**Information**
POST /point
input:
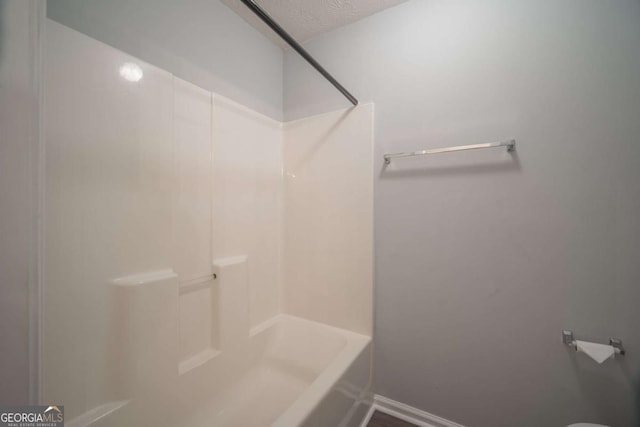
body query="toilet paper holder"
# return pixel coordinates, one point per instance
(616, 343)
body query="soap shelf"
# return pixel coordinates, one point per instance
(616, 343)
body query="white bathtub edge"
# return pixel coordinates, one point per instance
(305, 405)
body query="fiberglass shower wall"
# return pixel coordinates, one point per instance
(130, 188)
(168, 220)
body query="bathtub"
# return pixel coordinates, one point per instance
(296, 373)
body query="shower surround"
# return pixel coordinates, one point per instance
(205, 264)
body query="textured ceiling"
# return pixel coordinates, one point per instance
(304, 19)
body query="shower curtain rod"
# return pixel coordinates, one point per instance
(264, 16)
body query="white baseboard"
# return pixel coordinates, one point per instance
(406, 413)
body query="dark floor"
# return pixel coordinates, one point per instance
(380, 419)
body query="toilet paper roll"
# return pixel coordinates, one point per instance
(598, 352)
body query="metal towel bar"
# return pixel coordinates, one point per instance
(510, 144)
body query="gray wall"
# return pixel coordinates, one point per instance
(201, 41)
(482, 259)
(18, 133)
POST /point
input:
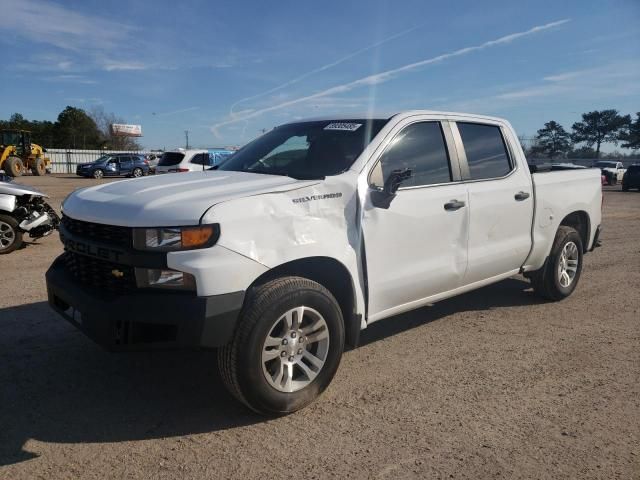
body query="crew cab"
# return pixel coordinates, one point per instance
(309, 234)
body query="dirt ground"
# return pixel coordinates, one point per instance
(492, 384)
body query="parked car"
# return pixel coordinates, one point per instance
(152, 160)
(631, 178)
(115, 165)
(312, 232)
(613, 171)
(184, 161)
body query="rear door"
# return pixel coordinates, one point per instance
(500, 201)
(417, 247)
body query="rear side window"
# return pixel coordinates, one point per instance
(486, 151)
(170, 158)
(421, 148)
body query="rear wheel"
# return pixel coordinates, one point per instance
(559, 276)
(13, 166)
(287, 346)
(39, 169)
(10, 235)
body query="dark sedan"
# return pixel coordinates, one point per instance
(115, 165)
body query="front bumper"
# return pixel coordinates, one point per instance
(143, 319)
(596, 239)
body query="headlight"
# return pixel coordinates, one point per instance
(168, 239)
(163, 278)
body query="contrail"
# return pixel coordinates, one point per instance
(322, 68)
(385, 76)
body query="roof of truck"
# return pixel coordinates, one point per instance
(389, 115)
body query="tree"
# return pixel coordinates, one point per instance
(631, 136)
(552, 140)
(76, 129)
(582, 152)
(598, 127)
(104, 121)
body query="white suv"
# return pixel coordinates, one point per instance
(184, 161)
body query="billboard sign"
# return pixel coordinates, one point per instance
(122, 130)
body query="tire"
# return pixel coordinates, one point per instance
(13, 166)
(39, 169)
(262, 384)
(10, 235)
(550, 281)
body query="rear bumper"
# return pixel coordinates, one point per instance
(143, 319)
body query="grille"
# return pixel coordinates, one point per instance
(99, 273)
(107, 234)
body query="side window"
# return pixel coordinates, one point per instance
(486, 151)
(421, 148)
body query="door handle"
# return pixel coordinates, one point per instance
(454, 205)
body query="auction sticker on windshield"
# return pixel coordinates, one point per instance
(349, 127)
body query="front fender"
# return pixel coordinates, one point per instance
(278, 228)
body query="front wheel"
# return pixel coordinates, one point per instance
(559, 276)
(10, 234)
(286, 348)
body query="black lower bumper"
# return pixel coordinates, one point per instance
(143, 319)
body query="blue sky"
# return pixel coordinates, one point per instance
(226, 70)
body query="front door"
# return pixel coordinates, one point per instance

**Instructions to follow**
The required output is each line above restated verbatim, with all images omitted.

**Response to this task**
POST /point
input:
body query="toilet paper holder"
# return pixel coordinates, one point per instance
(616, 343)
body query="soap shelf"
# return pixel coordinates, one point per instance
(616, 343)
body query="white bathtub edge"
# return pixel coordinates, one point per instance
(305, 405)
body query="fiberglass shower wall"
# return pixel coordinates, one point per instance
(130, 188)
(168, 220)
body query="bathtub"
# return pixel coordinates, one point per instance
(296, 373)
body query="shower surround"
# return pixel coordinates, one point per instance
(205, 264)
body query="textured ceiling"
# return pixel coordinates, one point per instance
(304, 19)
body query="shower curtain rod"
# return pixel coordinates, one point per instance
(264, 16)
body query="white baseboard"
# return pixel coordinates, one point per instance
(406, 413)
body query="dark floor"
# return pixel coordinates, one point per instance
(380, 419)
body query="toilet paper roll"
# return pixel coordinates, one point per instance
(598, 352)
body query="metal towel bar"
# return pixel coordinates, one point per instance
(510, 144)
body query="gray wall"
# return pixel coordinates, one point per instance
(201, 41)
(482, 259)
(18, 133)
POST /point
input:
body query="crew cab"
# return pixel coordinates, one point per instance
(309, 234)
body query="dirt ground"
# return pixel coordinates, one point per instance
(492, 384)
body query="parked car"
# return pixel coordinates, one point per instance
(152, 160)
(631, 178)
(115, 165)
(312, 232)
(613, 171)
(184, 161)
body query="rear door"
# return pixel coordinates, one point per instance
(500, 201)
(417, 247)
body query="rear side window"
# return pixel coordinates, one point per instance
(486, 151)
(170, 158)
(421, 148)
body query="rear wheel"
# return pixel coordinates, one point per instance
(559, 276)
(13, 166)
(287, 346)
(39, 169)
(10, 235)
body query="dark sedan"
# return pixel coordinates, one point per instance
(115, 165)
body query="front bumper"
# return pixel coordinates, one point per instance
(143, 319)
(596, 239)
body query="headlight"
# return pixel coordinates, one point per instance
(168, 239)
(163, 278)
body query="contrail"
# return pixel coordinates, one point per instance
(322, 68)
(385, 76)
body query="roof of truck"
# return pixel coordinates, one point per instance
(389, 115)
body query="tree"
# return pixel coordinates, one point per instance
(631, 136)
(552, 140)
(76, 129)
(582, 152)
(598, 127)
(104, 121)
body query="white suv"
# return pixel coordinates, one point per instance
(184, 161)
body query="billboard sign"
# return pixel coordinates, one point per instance
(122, 130)
body query="tire"
# return pixel coordinates, one point per instance
(13, 166)
(39, 169)
(262, 384)
(10, 235)
(550, 281)
body query="rear bumper"
# return pixel coordinates, one point per instance
(143, 319)
body query="grille"
# return pixel coordinates, one point per instance
(99, 273)
(107, 234)
body query="side window"
# return pixel coordinates, one point per instance
(486, 151)
(421, 148)
body query="door handle"
# return pixel coordinates, one point per instance
(454, 205)
body query="auction sticker on windshield"
# return pixel coordinates, one point per instance
(349, 127)
body query="front fender"
# return pixel coordinates, one point per instance
(278, 228)
body query="front wheel"
# return pixel coordinates, one point per instance
(559, 276)
(10, 234)
(286, 348)
body query="black lower bumper"
# return pixel coordinates, one point per instance
(143, 319)
body query="blue sky"
# return pixel coordinates, one point per instance
(226, 70)
body query="front door"
# return pixel coordinates, one point per instance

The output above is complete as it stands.